**Texto fornecido**
Nos últimos anos avançou-se muito em relação ao tratamento da forma recorrente-remitente da esclerose múltipla e à maneira como a monitoramos, especialmente em relação ao uso da ressonância magnética (RM). Felizmente, cada vez mais, temos nos deparado com a situação em que o paciente retorna em consulta sem novos surtos. Eventualmente há ainda queixa de fadiga ou intolerância ao calor, mas nada de crises, de surtos. Ótimo! Entretanto, nos perguntamos neste momento: está tudo de fato sob controle?
A redução do número de surtos é uma das medidas mais empregadas para determinarmos a eficácia de um tratamento. Contudo, não sabemos exatamente qual o impacto da redução do número de surtos sobre o desenvolvimento de incapacidade no futuro. Uma pessoa sem surtos está livre de incapacidade futura? Naturalmente, a ausência de surtos é um ótimo resultado – sim, sem dúvida! – mas já não nos contentamos apenas com este parâmetro. Precisamos de mais. Explico.
Os dois componentes da esclerose múltipla – inflamatório (as lesões vistas à RM) e degenerativo (atrofia também vista à RM) – ocorrem desde o início da doença, em maior ou menor grau. Em alguns casos, a atrofia cerebral pode predominar e evoluir mesmo na ausência de novas lesões ou surtos. Justamente por estar muito relacionada com a incapacidade física e cognitiva, a atrofia cerebral na esclerose múltipla precisa ser bem avaliada e monitorada, a fim de se ajustar o tratamento instituído, e estamos iniciando neste processo.

**Dados fornecidos**

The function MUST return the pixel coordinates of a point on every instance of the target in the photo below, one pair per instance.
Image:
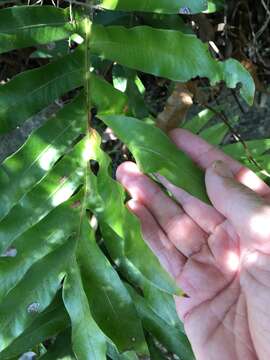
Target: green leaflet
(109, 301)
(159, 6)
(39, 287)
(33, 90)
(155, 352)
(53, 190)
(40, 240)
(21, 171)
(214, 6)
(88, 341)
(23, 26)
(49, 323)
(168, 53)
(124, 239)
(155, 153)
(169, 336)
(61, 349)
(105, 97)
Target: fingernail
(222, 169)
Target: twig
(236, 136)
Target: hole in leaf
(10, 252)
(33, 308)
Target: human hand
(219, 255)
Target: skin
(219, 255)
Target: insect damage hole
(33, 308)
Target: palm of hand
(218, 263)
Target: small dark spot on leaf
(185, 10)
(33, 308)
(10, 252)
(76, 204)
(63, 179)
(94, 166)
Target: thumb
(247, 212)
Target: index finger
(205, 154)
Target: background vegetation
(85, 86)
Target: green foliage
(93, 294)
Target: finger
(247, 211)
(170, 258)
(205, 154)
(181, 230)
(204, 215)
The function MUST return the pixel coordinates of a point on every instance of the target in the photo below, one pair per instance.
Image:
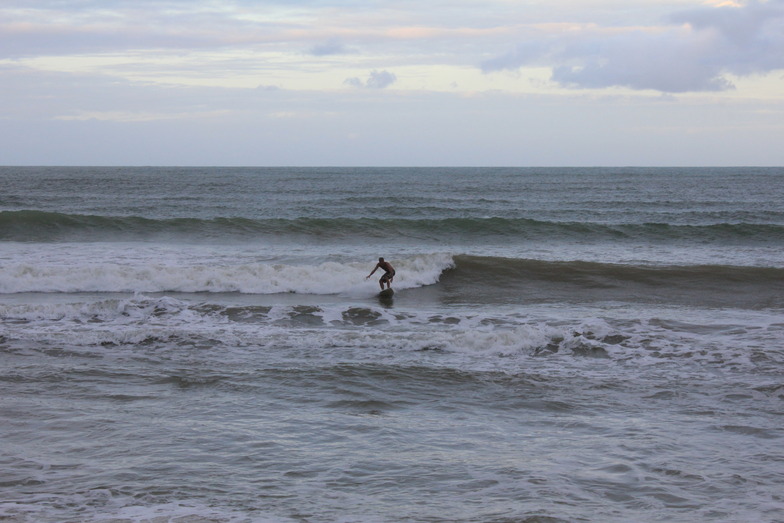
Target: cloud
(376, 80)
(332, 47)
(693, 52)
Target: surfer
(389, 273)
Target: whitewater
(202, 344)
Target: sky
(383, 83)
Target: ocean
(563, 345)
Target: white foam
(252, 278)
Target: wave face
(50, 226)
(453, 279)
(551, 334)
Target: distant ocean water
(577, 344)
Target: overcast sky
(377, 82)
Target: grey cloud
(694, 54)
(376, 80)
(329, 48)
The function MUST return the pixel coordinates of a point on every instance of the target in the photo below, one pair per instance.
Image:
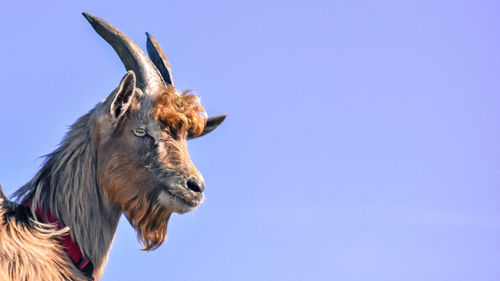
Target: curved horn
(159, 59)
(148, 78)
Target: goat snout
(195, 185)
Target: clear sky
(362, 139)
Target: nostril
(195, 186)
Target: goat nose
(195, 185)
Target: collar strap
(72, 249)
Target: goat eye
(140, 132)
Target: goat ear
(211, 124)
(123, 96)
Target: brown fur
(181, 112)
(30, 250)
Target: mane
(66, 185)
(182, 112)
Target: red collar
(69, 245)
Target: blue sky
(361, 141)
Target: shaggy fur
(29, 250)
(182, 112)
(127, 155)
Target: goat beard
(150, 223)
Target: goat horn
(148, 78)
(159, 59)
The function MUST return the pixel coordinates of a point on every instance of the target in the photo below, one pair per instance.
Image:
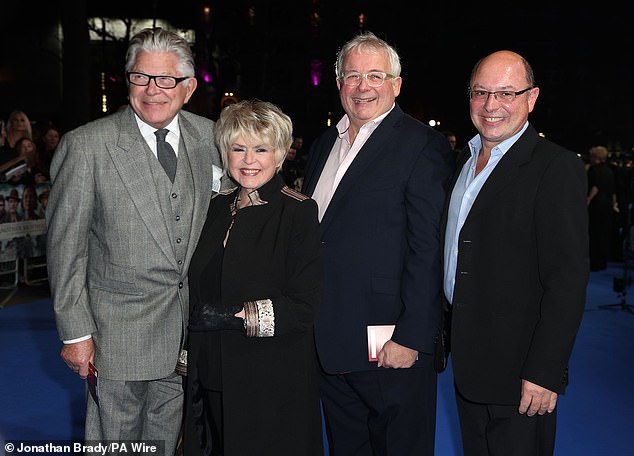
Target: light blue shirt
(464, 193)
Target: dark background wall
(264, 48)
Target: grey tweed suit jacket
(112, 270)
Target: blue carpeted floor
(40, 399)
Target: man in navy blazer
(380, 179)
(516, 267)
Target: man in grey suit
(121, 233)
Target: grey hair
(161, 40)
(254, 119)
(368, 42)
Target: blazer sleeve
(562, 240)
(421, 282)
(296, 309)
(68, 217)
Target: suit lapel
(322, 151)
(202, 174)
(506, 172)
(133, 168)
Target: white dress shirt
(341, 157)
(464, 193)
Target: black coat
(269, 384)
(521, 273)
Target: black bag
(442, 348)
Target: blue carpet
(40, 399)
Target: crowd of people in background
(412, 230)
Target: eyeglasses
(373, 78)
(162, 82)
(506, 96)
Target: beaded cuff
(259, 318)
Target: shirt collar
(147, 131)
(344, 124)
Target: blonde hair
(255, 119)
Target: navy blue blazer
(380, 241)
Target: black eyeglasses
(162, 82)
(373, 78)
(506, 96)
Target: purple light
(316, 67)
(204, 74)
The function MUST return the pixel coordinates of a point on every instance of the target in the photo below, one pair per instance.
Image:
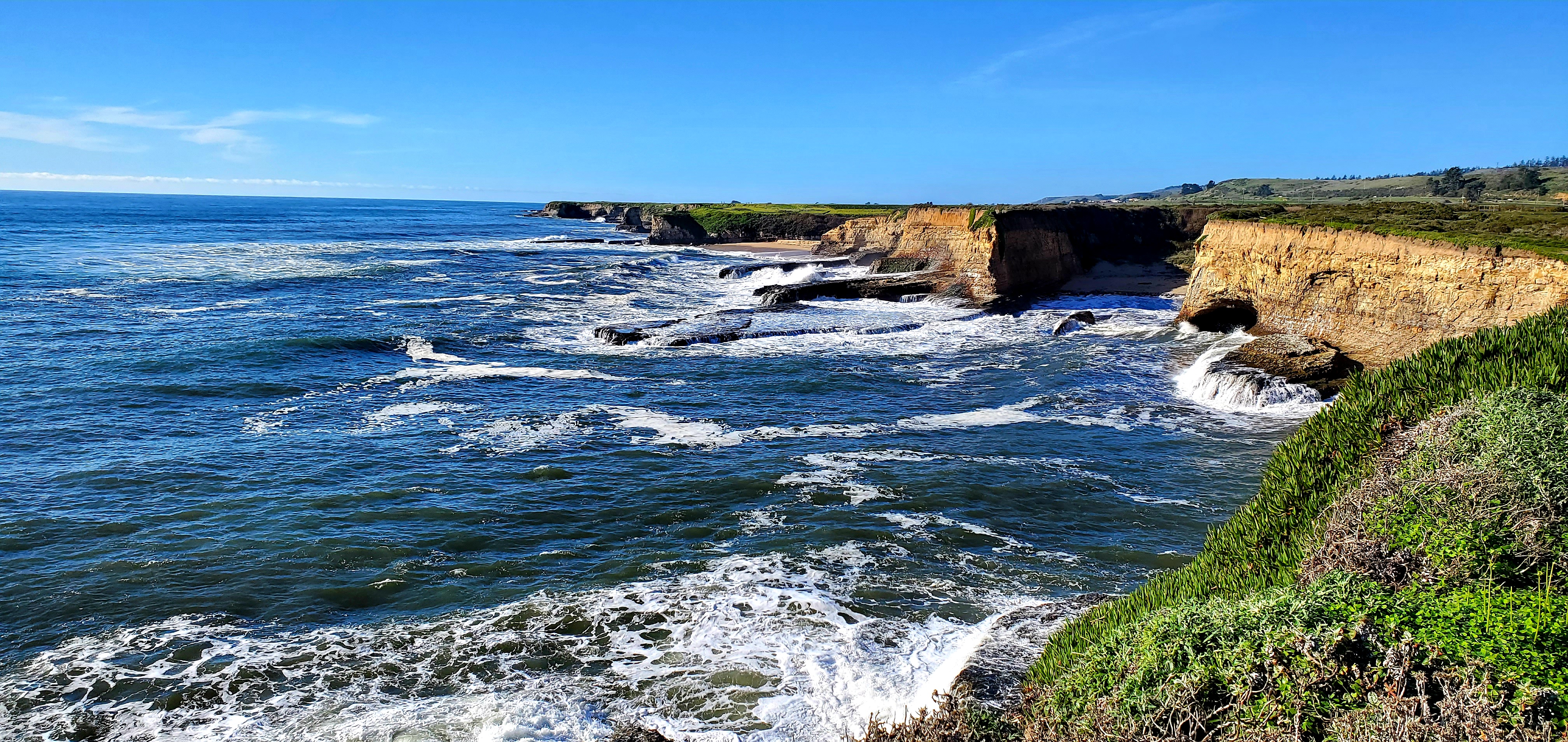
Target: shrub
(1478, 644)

--

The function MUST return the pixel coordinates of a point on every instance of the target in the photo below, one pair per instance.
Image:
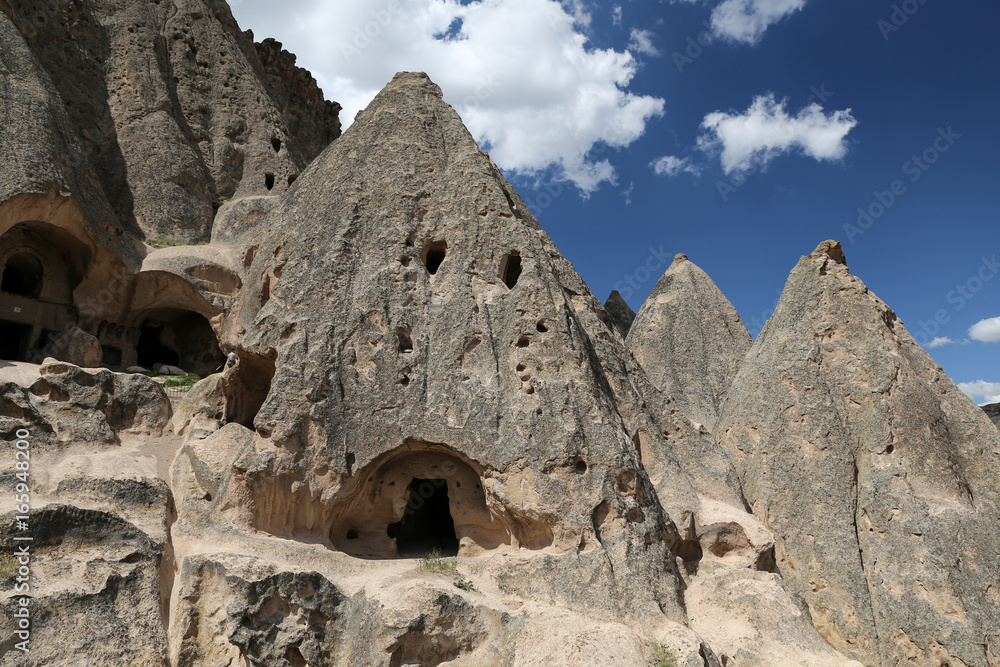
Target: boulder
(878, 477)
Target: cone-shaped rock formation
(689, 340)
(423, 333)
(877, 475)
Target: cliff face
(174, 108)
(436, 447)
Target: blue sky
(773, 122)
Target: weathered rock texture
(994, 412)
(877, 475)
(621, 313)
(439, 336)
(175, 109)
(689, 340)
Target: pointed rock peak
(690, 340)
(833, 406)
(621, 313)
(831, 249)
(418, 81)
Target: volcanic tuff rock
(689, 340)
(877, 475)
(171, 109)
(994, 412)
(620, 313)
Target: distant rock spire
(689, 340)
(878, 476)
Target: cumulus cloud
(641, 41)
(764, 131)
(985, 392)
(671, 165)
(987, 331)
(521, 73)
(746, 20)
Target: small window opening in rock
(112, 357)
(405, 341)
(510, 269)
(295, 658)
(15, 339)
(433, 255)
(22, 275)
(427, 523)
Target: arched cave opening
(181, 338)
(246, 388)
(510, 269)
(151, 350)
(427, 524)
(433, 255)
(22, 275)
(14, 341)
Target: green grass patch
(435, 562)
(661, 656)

**Tarefa 1**
Segundo o texto sobre esclerose múltipla, quais são os dois componentes da doença?
**Tarefa 2**
Diga se cada afirmação concorda com o texto sobre esclerose múltipla. Responda sim ou não e cite as palavras do texto que decidem.
(a) A redução do número de surtos é uma das medidas mais usadas para avaliar a eficácia de um tratamento.
(b) Já se sabe exatamente o impacto da redução de surtos sobre a incapacidade futura.
(c) A atrofia cerebral só evolui quando surgem novas lesões ou surtos.
**Tarefa 3**
De acordo com o texto sobre esclerose múltipla, por que a atrofia cerebral precisa ser bem avaliada e monitorada?

**Resposta 1**
O inflamatório, que são as lesões vistas à RM, e o degenerativo, que é a atrofia também vista à RM.

**Resposta 2**
(a) Sim: "A redução do número de surtos é uma das medidas mais empregadas para determinarmos a eficácia de um tratamento."
(b) Não: "Contudo, não sabemos exatamente qual o impacto da redução do número de surtos sobre o desenvolvimento de incapacidade no futuro."
(c) Não: "Em alguns casos, a atrofia cerebral pode predominar e evoluir mesmo na ausência de novas lesões ou surtos."

**Resposta 3**
A atrofia cerebral está muito relacionada com a incapacidade física e cognitiva. Por isso precisa ser bem avaliada e monitorada, para que o tratamento instituído possa ser ajustado.